Lines of data:
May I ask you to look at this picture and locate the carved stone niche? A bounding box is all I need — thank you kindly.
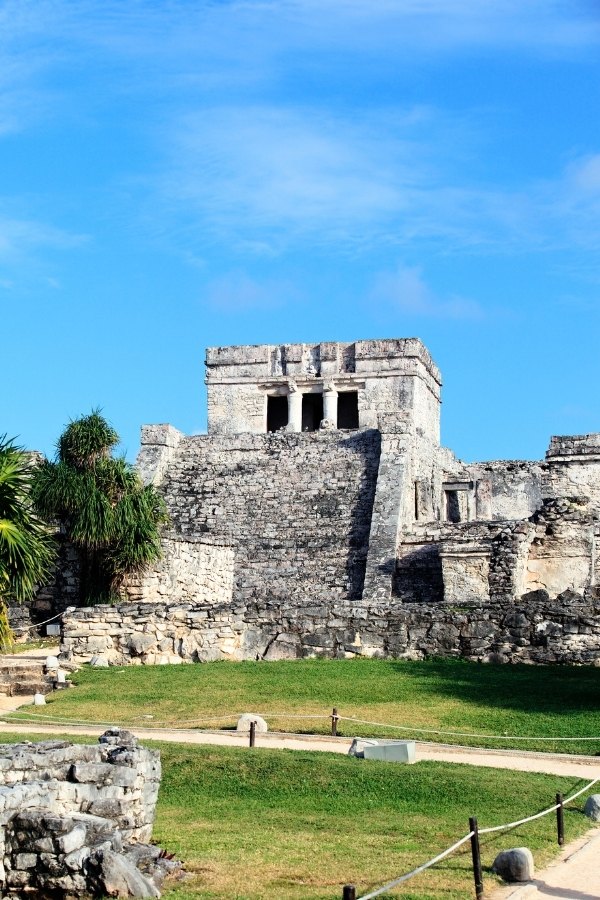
[440,543,490,604]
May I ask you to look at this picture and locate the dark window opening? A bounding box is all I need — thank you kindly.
[444,491,460,522]
[302,394,323,431]
[267,396,288,431]
[338,391,358,429]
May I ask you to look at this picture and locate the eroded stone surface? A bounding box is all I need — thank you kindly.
[35,339,600,664]
[0,729,178,900]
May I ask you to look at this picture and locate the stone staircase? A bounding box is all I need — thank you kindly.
[0,653,64,697]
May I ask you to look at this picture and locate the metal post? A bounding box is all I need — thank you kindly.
[331,706,339,737]
[556,794,565,847]
[469,817,483,900]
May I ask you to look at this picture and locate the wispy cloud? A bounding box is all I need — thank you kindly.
[202,272,300,312]
[0,214,87,263]
[368,264,484,319]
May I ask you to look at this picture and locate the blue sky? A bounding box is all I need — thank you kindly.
[0,0,600,460]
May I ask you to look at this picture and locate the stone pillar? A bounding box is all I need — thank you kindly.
[288,381,302,431]
[323,381,337,428]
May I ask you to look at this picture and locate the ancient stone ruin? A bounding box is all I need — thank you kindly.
[54,338,600,664]
[0,729,180,900]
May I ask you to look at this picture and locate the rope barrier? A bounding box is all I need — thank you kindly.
[359,831,475,900]
[13,610,66,631]
[359,778,600,900]
[7,712,600,752]
[479,778,600,834]
[338,716,600,742]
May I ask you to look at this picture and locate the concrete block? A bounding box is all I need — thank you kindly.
[363,741,417,763]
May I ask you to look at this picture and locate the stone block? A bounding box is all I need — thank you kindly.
[363,741,417,763]
[492,847,535,883]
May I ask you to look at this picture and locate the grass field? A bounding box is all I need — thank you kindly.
[3,737,589,900]
[14,659,600,755]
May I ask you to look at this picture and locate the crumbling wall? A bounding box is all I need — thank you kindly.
[62,592,600,665]
[0,729,169,900]
[159,430,380,604]
[123,535,234,604]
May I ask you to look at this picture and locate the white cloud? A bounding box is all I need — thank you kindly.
[0,214,87,262]
[369,264,483,319]
[203,272,299,312]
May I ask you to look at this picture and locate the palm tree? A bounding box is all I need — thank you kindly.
[0,435,55,648]
[32,410,167,603]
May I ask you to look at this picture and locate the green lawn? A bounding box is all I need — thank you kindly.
[3,736,590,900]
[9,659,600,755]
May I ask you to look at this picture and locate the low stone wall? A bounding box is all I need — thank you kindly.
[61,591,600,665]
[0,729,173,898]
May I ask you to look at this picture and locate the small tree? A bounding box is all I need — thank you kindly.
[0,436,55,649]
[32,410,167,603]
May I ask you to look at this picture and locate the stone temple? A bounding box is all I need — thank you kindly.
[63,338,600,663]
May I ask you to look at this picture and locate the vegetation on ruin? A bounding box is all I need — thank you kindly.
[0,437,54,649]
[14,658,600,755]
[32,410,166,603]
[1,735,590,900]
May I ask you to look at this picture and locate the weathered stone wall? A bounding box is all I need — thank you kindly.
[0,729,166,898]
[206,338,441,443]
[159,430,380,603]
[61,592,600,665]
[123,535,234,604]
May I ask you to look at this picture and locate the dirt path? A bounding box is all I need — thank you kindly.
[490,828,600,900]
[0,716,600,781]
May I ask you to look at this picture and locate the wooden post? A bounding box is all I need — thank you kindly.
[469,817,483,900]
[556,794,565,847]
[331,706,339,737]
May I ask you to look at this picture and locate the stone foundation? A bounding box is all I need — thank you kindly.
[0,729,174,900]
[61,591,600,665]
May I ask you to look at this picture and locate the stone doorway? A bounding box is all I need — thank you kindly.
[302,394,323,431]
[267,396,288,431]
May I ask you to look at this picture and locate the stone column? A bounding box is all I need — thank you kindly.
[323,381,337,428]
[288,381,302,431]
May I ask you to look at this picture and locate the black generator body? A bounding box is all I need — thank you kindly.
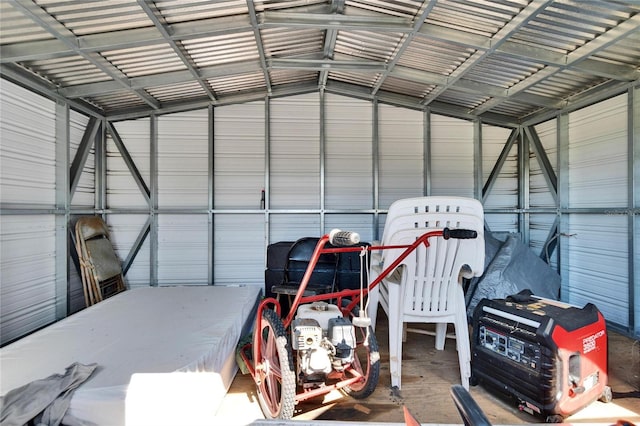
[471,292,612,423]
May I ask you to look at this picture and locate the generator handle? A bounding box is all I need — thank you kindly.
[329,229,360,247]
[442,228,478,240]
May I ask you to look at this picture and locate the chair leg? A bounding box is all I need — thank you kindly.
[436,322,447,351]
[388,284,404,389]
[455,311,471,390]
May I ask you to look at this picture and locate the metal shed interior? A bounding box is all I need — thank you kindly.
[0,0,640,344]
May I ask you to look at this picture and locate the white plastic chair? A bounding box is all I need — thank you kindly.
[369,197,484,389]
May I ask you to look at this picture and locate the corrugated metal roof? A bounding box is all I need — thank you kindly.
[0,0,640,124]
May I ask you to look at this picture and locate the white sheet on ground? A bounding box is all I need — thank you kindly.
[0,286,260,425]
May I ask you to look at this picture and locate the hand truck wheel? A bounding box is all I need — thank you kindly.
[253,309,296,419]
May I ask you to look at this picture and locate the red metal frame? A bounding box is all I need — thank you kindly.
[240,230,443,402]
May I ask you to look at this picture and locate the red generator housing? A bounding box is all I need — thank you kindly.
[471,294,612,423]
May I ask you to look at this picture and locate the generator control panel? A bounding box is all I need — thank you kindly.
[478,325,540,370]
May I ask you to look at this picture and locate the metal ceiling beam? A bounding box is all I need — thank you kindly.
[371,1,436,95]
[0,16,253,63]
[58,61,262,99]
[0,64,104,118]
[418,24,640,81]
[474,15,640,114]
[9,0,160,109]
[422,0,553,106]
[247,0,271,93]
[138,0,216,101]
[267,58,387,72]
[259,11,414,33]
[318,0,345,90]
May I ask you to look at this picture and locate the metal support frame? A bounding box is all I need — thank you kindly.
[422,108,432,196]
[371,99,382,240]
[55,101,71,319]
[473,120,483,200]
[556,113,569,302]
[518,128,531,246]
[149,114,158,287]
[207,105,216,285]
[627,87,640,336]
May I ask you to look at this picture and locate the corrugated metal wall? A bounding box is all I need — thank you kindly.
[0,80,57,343]
[0,77,638,342]
[561,95,631,327]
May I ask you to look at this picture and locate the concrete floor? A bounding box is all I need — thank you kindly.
[218,312,640,425]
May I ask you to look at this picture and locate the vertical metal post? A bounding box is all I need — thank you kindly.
[264,96,271,250]
[149,114,158,287]
[627,87,640,336]
[55,101,71,319]
[371,98,380,240]
[473,120,484,201]
[518,127,531,246]
[93,119,107,211]
[207,104,215,285]
[422,107,431,196]
[556,113,571,302]
[319,88,327,235]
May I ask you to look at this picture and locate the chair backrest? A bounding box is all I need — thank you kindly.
[75,216,126,306]
[383,197,485,315]
[76,216,122,281]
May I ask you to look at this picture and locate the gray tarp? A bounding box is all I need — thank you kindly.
[466,232,560,319]
[0,362,97,426]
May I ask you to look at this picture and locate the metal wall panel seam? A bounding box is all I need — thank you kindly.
[422,107,431,196]
[473,120,483,201]
[55,101,71,320]
[556,113,570,302]
[207,105,215,285]
[371,98,381,240]
[262,96,271,262]
[518,126,531,246]
[93,118,107,211]
[318,89,327,234]
[627,88,640,336]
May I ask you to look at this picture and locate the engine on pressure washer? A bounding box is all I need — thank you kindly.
[291,302,356,387]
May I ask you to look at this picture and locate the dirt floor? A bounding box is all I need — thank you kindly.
[221,312,640,426]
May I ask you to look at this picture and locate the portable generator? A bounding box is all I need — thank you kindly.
[471,291,612,423]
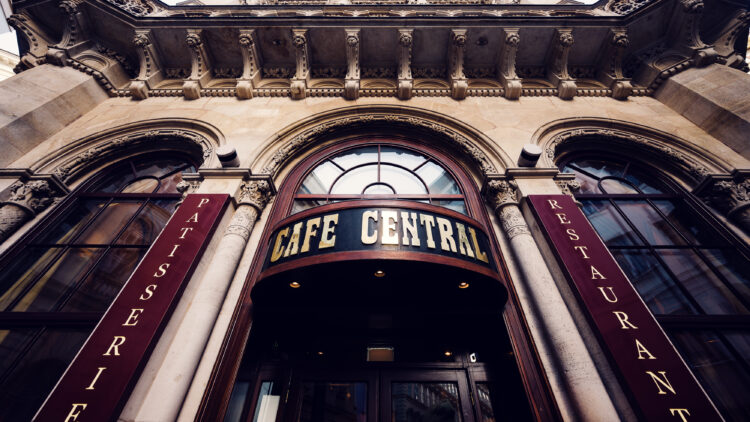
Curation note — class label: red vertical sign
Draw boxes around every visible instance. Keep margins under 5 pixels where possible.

◆ **EXERCISE PROMPT**:
In all of the data above, replace "bounding box" with "bounding rectangle" everywhere it appears and leave everything else unchanged. Omit the pictures from your answer.

◆ **SOLUTION BELOW**:
May I ask you to look at this picture and locate the carved stone niche? A bounding rectangle is all I need — thank you kindly.
[440,543,490,604]
May I ask you to look at this picture and locate the dark window opening? A bounding rectangle is all I need — thank you kindly.
[444,491,460,522]
[302,394,323,431]
[267,396,288,431]
[338,391,358,429]
May I ask you to look at this picture and locate the eroded stone surface? A bounding rectangle is all I need — thank you kindly.
[35,339,600,664]
[0,729,178,900]
May I ask you to look at this picture and locate the stone staircase? A bounding rectangle is all I need — thank you kindly.
[0,653,64,697]
May I ask you to look at this picture and locate the metal post? A bounding rectangle is all I need — thank you kindly.
[331,706,339,737]
[556,794,565,847]
[469,817,483,900]
May I ask you to look at this picture and locate the wispy cloud? A bounding rectangle is all I need — thank you kindly.
[202,272,300,312]
[0,214,87,263]
[368,264,484,319]
May I ask you to look at this picture and locate the blue sky? A bounding rectangle is all I need — thank you kindly.
[0,0,600,460]
May I ask you to look at this picture and locate the stone pillar? A bounding rectangle is all I need — thank you kindly.
[288,381,302,431]
[323,381,337,428]
May I ask you to look at this picture and locate the ancient stone ruin? A bounding rectangle is all I need — thank you kindly.
[54,338,600,664]
[0,729,180,900]
May I ask you to look at this picture and locate the rope barrier? A bounding rectangle is all I need — thank you kindly.
[359,831,475,900]
[13,610,66,631]
[359,778,600,900]
[7,712,600,752]
[479,778,600,834]
[338,716,600,742]
May I ask you to look at this picture and locate the concrete block? A bounding rectangle is all I need — thank you kindly.
[363,741,417,763]
May I ask you to look at this picture and locate the stone block? A bounding rectangle is all I need — thank you kindly.
[363,741,417,763]
[492,847,535,883]
May I ask you to look at this picture and locate the grass field? A bounding rectangle is all I need — thank you kindly.
[3,737,589,900]
[14,659,600,755]
May I ask you to look at this picture and locate the crumbling wall? A bounding rectangle is all I need — thank you kindly.
[62,592,600,665]
[0,729,169,900]
[159,430,380,604]
[123,535,234,604]
May I ask you to look at this picture and locate the white cloud? A bounding rectangle is all I need — thank you kindly.
[0,214,87,262]
[369,264,483,319]
[203,272,299,312]
May I ask you to look at this picture and locate the palm tree? A bounding rectangle is all I need — thank you kindly.
[0,435,55,648]
[32,410,167,603]
May I ask you to look at this picture and locate the green lawn? A bounding rectangle is all I need — thank you kindly.
[3,736,590,900]
[9,659,600,755]
May I ask you to look at this picture and locate the low stone wall? A bounding rectangle is all I need — thank you kindly.
[61,591,600,665]
[0,729,173,898]
May I ask you to look at this picture and locate the small tree? A bounding rectangle is all I need — thank you kindly.
[0,436,55,649]
[32,410,167,603]
May I ask you to look at this picture and locate the stone temple? A bounding rectangle is all I need — thank you kindly.
[63,338,600,663]
May I ask you to look at this picture and locate the vegetation on ruin? A bounding rectangle is all I need — thank you kindly.
[0,437,54,649]
[14,658,600,755]
[32,410,166,603]
[1,735,590,900]
May I ask you to look at this picture and locate the weathered stone wall? A bounding rectangle is all I need — thank you kindly.
[0,729,166,898]
[206,338,441,443]
[159,430,380,603]
[61,592,600,665]
[123,535,234,604]
May I ask you to look at this picture and locate the dirt path? A bounding rectangle is all I need — thank you kindly.
[490,828,600,900]
[0,716,600,781]
May I ask you to look at this picture and locate the wooden post? A bounding rectangle is all I need — thank you kindly.
[469,817,483,900]
[556,794,565,847]
[331,706,339,737]
May I ask you to look at this picture and locate the stone foundation? A bounding rectangle is all I need — thank you kindly.
[0,729,174,900]
[61,591,600,665]
May I ask you to look at this picture and locate the stone doorway? A bounding rectangle is all I need — thank you kindly.
[302,394,323,431]
[267,396,288,431]
May I ask you to look at this picture and locate the stone column? A bounding rectangle is all I need — thank you kindly.
[323,381,337,428]
[288,381,302,431]
May I ask you to look at this picture and locate the black generator body? A bounding rectangle is all I need — thank you kindly.
[471,292,612,423]
May I ask you to look at this picture and locate the generator handle? A bounding rectangle is all I need — thank you kindly.
[329,229,360,247]
[442,228,478,240]
May I ask you to look at this picture and locate the chair leg? A bounding rectangle is all I need — thank you kindly.
[436,322,447,351]
[388,284,404,389]
[455,311,471,390]
May I ask you to look at this picture and locate the metal shed interior? A bounding rectangle is all I need — thank you kindly.
[0,0,640,344]
May I ask you to look at this picture and locate the white plastic chair? A bounding rectangle is all I need — thank you kindly.
[369,197,484,389]
May I ask you to look at this picture and locate the corrugated metal roof? A bounding rectangle is all I need — thank you kindly.
[0,0,640,124]
May I ask you to look at this picture and locate the white sheet on ground? A bounding rectangle is all I need — thank you kindly.
[0,286,260,425]
May I ask you to look at this picture and locate the hand truck wheel? A bounding rectangle is all I need — thank you kindly.
[253,309,296,419]
May I ask you to look at this picture and locate the red metal frame? A bounding rectangle is all I need — thank you kindly.
[240,230,443,402]
May I ask you to look at this picture and locate the red generator housing? A bounding rectangle is all I need — thank you kindly.
[471,294,612,423]
May I ask you to look at this picture and locate the generator control panel? A bounding rectangle is all I need — thank you kindly.
[478,325,540,370]
May I ask you to look at this picture and locate the metal ceiling beam? A bounding rectangle is all I need — thank you kindly.
[371,1,436,95]
[0,16,253,63]
[58,61,262,99]
[0,64,104,118]
[418,24,640,81]
[474,15,640,114]
[9,0,160,109]
[422,0,553,106]
[247,0,271,93]
[138,0,216,101]
[267,58,387,72]
[259,11,414,33]
[318,0,345,90]
May I ask you to look at this picture and locate the metal support frame? A bounding rectangle is all I need — thank you kindly.
[422,108,432,196]
[371,99,382,240]
[55,101,71,319]
[473,120,483,200]
[556,113,569,302]
[518,128,531,246]
[149,114,158,287]
[207,105,216,285]
[627,87,640,336]
May I ask you to look at this picture and locate the corrugated metal wall? A bounding rectangle is all I need — thank you kindly.
[0,80,57,343]
[0,77,638,342]
[561,95,631,327]
May I ask you to look at this picture and locate the concrete floor? A bounding rectangle is all I need — thank you kindly.
[218,312,640,425]
May I ask you to look at this picture and locate the vertical metal post? A bounding rectangle is all I need — thank you kindly.
[264,96,271,250]
[149,114,158,287]
[627,87,640,336]
[55,101,71,319]
[371,98,380,240]
[473,120,484,201]
[518,127,531,246]
[93,119,107,211]
[207,104,215,285]
[422,107,431,196]
[556,113,571,302]
[319,88,327,235]
May I ask you to look at this picture and locate the chair backrest? A bounding rectangle is all I need — thank you kindly.
[75,216,126,306]
[383,197,485,315]
[76,216,122,281]
May I ask you to look at this picture and locate the gray tarp? A bounding rectangle is all I need — thank you kindly.
[466,232,560,319]
[0,362,97,426]
May I ask you to look at this picture and locate the metal wall panel seam? A bounding rectangle is all I need — thank you kindly.
[422,107,431,196]
[473,120,483,201]
[55,101,71,320]
[556,113,570,302]
[207,105,215,285]
[371,98,381,240]
[262,96,271,262]
[518,126,531,246]
[93,118,107,211]
[318,89,327,234]
[627,88,640,336]
May I ask you to look at this picture and locate the engine on pressure washer? A bounding rectangle is all I need — thank you kindly.
[291,302,356,387]
May I ask you to look at this picture and locate the dirt floor? A bounding rectangle is all I need — thank you kindly.
[221,312,640,426]
May I ask you to look at this picture and locate the portable generator? A bounding rectangle is all I need — thank you kindly.
[471,291,612,423]
Curation note — class label: red vertical sign
Draw boxes around every visible instance. Keep margins under 5 pixels where possible.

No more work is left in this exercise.